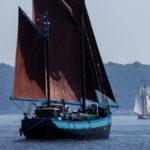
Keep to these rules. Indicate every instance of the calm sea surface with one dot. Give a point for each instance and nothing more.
(127, 133)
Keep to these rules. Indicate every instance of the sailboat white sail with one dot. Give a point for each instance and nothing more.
(142, 103)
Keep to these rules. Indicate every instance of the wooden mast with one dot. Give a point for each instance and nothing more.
(47, 64)
(83, 67)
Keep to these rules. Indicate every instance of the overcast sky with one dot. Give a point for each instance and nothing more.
(122, 29)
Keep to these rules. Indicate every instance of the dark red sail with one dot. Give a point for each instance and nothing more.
(73, 68)
(29, 70)
(100, 73)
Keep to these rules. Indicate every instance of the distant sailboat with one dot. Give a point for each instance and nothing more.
(58, 65)
(142, 103)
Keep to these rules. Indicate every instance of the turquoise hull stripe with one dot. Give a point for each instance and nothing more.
(58, 101)
(78, 125)
(45, 101)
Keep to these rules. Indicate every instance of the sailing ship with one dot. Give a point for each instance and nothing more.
(59, 71)
(142, 103)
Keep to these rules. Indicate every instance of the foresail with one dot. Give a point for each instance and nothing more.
(66, 46)
(64, 51)
(104, 85)
(29, 79)
(139, 106)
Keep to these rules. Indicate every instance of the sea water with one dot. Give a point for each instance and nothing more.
(127, 133)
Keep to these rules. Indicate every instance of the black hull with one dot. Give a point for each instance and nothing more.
(46, 129)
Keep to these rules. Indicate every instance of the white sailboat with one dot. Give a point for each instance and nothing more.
(142, 103)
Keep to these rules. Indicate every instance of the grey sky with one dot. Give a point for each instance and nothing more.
(122, 29)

Action item> Make an exact copy of every record, pictures excluded.

Output below>
Keep to these rules. Indicate every instance of the calm sea surface with one dot. Give a point for each instance and nothing more.
(127, 133)
Keep to these rules. Indicate every instance of the sailboat white sail with one dot. Give a point for each instance and nothing more.
(142, 103)
Keep to these rules. Indicate every instance of the wooden mast with one dot. Give a point for each instance and nothing more.
(47, 64)
(83, 67)
Keep to these rules. Indicate every instance of the overcast sky with one dot. Give a point for each instance and nothing more.
(122, 29)
Keep to these rules. Indicate every instance of the dark red sail with one dot. Give a point for each instance and nothing more.
(73, 68)
(29, 70)
(100, 73)
Keep to these rules. Indicate every instance of the distant sailboat with one dot. Give a point for each instance and nothing more.
(58, 65)
(142, 103)
Keep to these rules. Indicate every instance of the turquoise hull stripe with one dot. Give a point for each instance and nothing more.
(58, 101)
(78, 125)
(45, 101)
Keep to these rules. Indicate every instance of the sailing ship with one dot. Give a point for each instance and nothing more.
(59, 71)
(142, 103)
Keep to these rules. Indicate every instance of the foresail with one dot. Give a point for each instance and nothing more.
(66, 46)
(64, 51)
(104, 85)
(29, 79)
(139, 106)
Keep to these rules. Indicate every instance of the sea water with one dot. Give a point for each instance and nothing more.
(127, 133)
Keep to these rules. Indicate every instance of the black hull with one dot. Give a point for each instance and nothing more.
(46, 129)
Keep to these rules. Indicate every instance of the white sailboat with one dot. Give a point for each instance and nothing more.
(142, 103)
Keep to these rules. Indicate every instance of the grey sky with one dot. Give a point for each instance and nothing more.
(122, 29)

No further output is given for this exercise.